═══ ТЕКСТ УПРАЖНЕНИЯ

Итак, поэт-философ, уже ни живой, ни мёртвый, и в современном ему аду не может не мыслить.
Цена истины – сомненье? Не всякий сомневающийся истину обретает. Истина есть – мера врожденного таланта, его природа, одно из имён Бога.
С этим даром-критерием наш поэт родился в эпоху безвременья, кризиса и распада общественных идеалов и ценностей. «Закрываю глаза»: «…так пустота вытесняет породы и нравы, / шероховатую тяжесть – бесплотная правда… / Сон вытесняет сознанье – глаза закрываю – / под веками возятся мухи – мухи распада».
Но поэт как личность, независимо от собственной воли, – есть орудие коллективного бессознательного, всего, смутно происходящего с его обществом. Он вынужденно диагностирует современность, прививает к себе и испытывает на себе болезнь времени.
Рискуя, как иной врач-экспериментатор, прививающий себе вирус в поисках эффективного лекарства. Поэт (вольно-невольно) «берет на себя» бессознательное своего народа, испытывая всё зло, добросовестно пытаясь его выразить, осознать, тем самым – одолеть.
Неверно сводить сказанное, написанное поэтом к его особенным (индивидуальным) пристрастиям – важно, насколько талантливо и верно он выражает сам этот дух времени относительно незыблемых ценностей. Даже если они не прослеживаются во времени.
В своих стихах А. Банников мыслит зримо и зорко, в изощрённых образах. Бесстрашно мыслит самый распад, разложение своей среды существования. Это дается ему с большим трудом и напряжением, но он упорно не оставляет попытку свести воедино разрозненные ассоциации своей экзистенции – ассоциации, может показаться, случайные, не всегда понятные читателю, а возможно, и самому автору.
Это напоминает упрямую, отчаянную попытка еще живого, теплого куска одушевленной человеческой плоти удержать разлетающиеся, остывающие частицы авторского Я и его Мира, с которым будучи тесно спаянным, он вместе и распадается.
Перед нами возникают причудливые образы: «Снежинки, прищурясь, как веки стрелка, / метятся, чтобы в свет фонаря / влететь – и блеснуть…Как душа старика, / себя вспоминает ночь ноября:…В чужих / воспоминаниях нам места обычно / всегда не хватает. (Зато мы во лжи / чьей-нибудь будем главной добычей) / Всплывают обломки мира и песен / из старых бараков – тонущих… Как площадь – / моя неизвестность…/ …Мера пространства – / настриженный веками взгляд. /…Обломок звезды за глаза потянул – / туда не хочу… И в коленную чашечку / боль от падения льётся…/ …Тут слово кончается – / внятной молитве не внемлет пространство».
Поэт выражает эту бессловесность, домолитвенную невнятность мёртвого пространства, окружающего его. Высказывает саму его немоту и пустоту, тьму внешнюю, в которую угодил безнадёжный (индивидуалистически-абсурдистский, по Камю, в западном варианте) 20-й век – с его самонадеянностью, неверием, безнадёжностью, бесчеловечностью.
А. Банников, верное дитя своего неверного века, как бы заговаривает саму смерть, сохраняя и удерживая из последних сил жизнь на её границе – жизнь, окончательно иссякающую, зашедшую за точку возврата, стремительно распадающуюся… Это же и автопортрет поэта, точка сборки и разложения современного ему человечества.

══════

▶ ЧТО ТРЕБУЕТСЯ
Укажите, с кем в тексте упражнения сравнивается поэт, который испытывает на себе болезнь времени.

═══ ИСХОДНЫЕ ДАННЫЕ

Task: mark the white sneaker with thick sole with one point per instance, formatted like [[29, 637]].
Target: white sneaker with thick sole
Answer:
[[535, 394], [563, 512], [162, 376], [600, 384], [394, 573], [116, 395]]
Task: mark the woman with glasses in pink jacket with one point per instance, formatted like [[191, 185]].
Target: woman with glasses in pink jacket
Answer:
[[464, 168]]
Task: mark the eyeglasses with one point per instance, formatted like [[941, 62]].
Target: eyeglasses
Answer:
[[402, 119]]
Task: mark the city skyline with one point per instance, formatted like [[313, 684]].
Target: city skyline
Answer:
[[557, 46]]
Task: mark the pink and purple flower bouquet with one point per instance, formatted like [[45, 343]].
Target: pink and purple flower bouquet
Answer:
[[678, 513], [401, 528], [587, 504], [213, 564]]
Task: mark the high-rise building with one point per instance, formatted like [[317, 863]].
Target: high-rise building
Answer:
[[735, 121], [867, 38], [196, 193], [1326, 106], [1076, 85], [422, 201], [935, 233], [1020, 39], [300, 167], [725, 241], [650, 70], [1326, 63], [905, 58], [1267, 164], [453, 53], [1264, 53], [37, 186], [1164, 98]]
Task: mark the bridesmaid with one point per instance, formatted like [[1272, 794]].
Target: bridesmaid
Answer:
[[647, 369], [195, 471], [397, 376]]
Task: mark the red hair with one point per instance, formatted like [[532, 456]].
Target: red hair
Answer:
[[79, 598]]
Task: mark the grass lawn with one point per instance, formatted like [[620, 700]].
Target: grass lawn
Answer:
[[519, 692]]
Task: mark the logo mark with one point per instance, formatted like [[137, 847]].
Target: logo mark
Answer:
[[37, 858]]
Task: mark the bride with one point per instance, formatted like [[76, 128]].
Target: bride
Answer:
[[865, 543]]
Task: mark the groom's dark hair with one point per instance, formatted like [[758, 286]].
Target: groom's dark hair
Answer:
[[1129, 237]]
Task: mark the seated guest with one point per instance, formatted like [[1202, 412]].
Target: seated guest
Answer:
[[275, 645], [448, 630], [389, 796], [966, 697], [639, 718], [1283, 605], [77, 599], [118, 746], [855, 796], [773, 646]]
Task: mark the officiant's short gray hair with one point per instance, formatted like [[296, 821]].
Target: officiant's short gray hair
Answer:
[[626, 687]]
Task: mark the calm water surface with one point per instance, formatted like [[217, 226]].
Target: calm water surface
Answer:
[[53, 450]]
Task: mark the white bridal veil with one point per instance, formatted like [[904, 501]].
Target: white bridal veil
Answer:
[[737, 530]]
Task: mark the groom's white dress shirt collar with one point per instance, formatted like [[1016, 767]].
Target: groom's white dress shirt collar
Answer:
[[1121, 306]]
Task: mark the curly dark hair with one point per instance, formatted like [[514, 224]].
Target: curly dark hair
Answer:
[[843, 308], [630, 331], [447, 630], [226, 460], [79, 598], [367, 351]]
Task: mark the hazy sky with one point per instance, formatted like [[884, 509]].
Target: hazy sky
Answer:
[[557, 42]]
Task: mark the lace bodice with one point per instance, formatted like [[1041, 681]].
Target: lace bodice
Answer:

══════

▶ ОТВЕТ
С врачом-экспериментатором, прививающим себе вирус в поисках эффективного лекарства.